● **What the task asks**:
Go to the line containing "Target: lamp post" in the records below and print it and every following line exactly, on through the line containing "Target: plant stem", then stop.
(Task material)
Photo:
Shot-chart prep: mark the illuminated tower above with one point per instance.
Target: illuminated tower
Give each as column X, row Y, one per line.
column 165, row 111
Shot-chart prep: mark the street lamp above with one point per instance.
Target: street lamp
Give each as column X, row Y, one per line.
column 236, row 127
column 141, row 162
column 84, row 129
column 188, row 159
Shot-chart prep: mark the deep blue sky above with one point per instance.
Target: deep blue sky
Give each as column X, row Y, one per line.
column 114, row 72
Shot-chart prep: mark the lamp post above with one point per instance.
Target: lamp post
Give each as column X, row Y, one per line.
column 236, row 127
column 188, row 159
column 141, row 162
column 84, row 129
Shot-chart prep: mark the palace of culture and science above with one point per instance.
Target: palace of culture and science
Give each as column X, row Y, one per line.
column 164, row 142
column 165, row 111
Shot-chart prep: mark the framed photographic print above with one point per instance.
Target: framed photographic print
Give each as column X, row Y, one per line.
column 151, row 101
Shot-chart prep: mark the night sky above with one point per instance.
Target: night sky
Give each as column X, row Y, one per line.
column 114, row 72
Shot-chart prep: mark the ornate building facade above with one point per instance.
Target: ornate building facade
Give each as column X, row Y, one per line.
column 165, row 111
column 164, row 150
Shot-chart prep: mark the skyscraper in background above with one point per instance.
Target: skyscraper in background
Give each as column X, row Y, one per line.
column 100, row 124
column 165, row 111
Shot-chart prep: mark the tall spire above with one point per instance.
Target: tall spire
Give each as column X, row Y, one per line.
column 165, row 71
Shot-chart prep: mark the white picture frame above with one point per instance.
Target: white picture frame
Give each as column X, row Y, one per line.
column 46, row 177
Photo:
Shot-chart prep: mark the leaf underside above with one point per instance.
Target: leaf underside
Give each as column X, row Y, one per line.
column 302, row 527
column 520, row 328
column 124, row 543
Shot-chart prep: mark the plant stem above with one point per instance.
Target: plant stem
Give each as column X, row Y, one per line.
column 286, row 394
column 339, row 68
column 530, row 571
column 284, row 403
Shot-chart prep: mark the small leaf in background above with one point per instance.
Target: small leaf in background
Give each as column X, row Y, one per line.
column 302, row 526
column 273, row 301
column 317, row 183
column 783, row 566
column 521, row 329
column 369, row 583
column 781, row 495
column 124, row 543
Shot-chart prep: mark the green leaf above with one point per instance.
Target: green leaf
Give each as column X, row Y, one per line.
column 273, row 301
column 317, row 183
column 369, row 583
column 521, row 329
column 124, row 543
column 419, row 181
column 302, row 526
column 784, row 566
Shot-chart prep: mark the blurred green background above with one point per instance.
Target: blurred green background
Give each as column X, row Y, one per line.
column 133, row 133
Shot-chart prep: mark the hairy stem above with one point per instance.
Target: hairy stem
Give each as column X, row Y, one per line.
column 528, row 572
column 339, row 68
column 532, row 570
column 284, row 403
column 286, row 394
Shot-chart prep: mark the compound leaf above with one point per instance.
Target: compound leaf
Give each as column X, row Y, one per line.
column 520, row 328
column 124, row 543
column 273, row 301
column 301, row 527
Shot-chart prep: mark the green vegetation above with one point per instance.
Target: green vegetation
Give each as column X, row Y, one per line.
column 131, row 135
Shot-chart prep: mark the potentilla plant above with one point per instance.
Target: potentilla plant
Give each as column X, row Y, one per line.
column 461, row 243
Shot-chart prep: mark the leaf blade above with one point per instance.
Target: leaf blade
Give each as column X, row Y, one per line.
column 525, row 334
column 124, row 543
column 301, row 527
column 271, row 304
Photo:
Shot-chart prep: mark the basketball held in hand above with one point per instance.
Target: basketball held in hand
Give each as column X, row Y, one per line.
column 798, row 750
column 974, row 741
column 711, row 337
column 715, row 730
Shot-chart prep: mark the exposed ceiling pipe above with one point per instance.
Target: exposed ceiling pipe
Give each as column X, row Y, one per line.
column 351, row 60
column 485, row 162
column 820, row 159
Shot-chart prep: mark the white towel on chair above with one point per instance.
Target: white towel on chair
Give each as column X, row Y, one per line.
(End Task material)
● **Your solution**:
Target: lamp post
Give each as column X, row Y, one per line.
column 236, row 127
column 188, row 159
column 141, row 162
column 84, row 129
Shot-chart prep: mark the palace of culture and science above with one point per instance.
Target: palace of culture and science
Give each as column X, row Y, one per line.
column 164, row 142
column 165, row 111
Shot-chart prep: mark the framed photographic print above with one point per instance.
Target: framed photographic print
Give each as column X, row Y, one per line.
column 151, row 101
Shot-chart prep: mark the night sky above with one point per instance.
Target: night sky
Give each as column X, row Y, one per line.
column 114, row 72
Shot-chart prep: mark the ornate building facade above with one point per instance.
Target: ornate building facade
Give each as column X, row Y, one per line.
column 165, row 111
column 164, row 150
Shot-chart prep: mark the skyscraper in background above with one point per instance.
Target: skyscraper in background
Give each as column X, row Y, one per line.
column 100, row 124
column 165, row 111
Shot-chart prep: mark the tall spire above with one point per instance.
Target: tall spire
Give each as column X, row Y, one per line.
column 165, row 71
Shot-chart prep: mark the white picture frame above with one point per instance.
Target: white picture frame
Give each as column X, row Y, one per line.
column 46, row 177
Photo:
Shot-chart prep: mark the leaf underside above with one point per instance.
Target: leaf underside
Give each as column X, row Y, one per line.
column 302, row 527
column 520, row 328
column 124, row 543
Shot-chart prep: mark the plant stem above with one point per instance.
Target: plant stem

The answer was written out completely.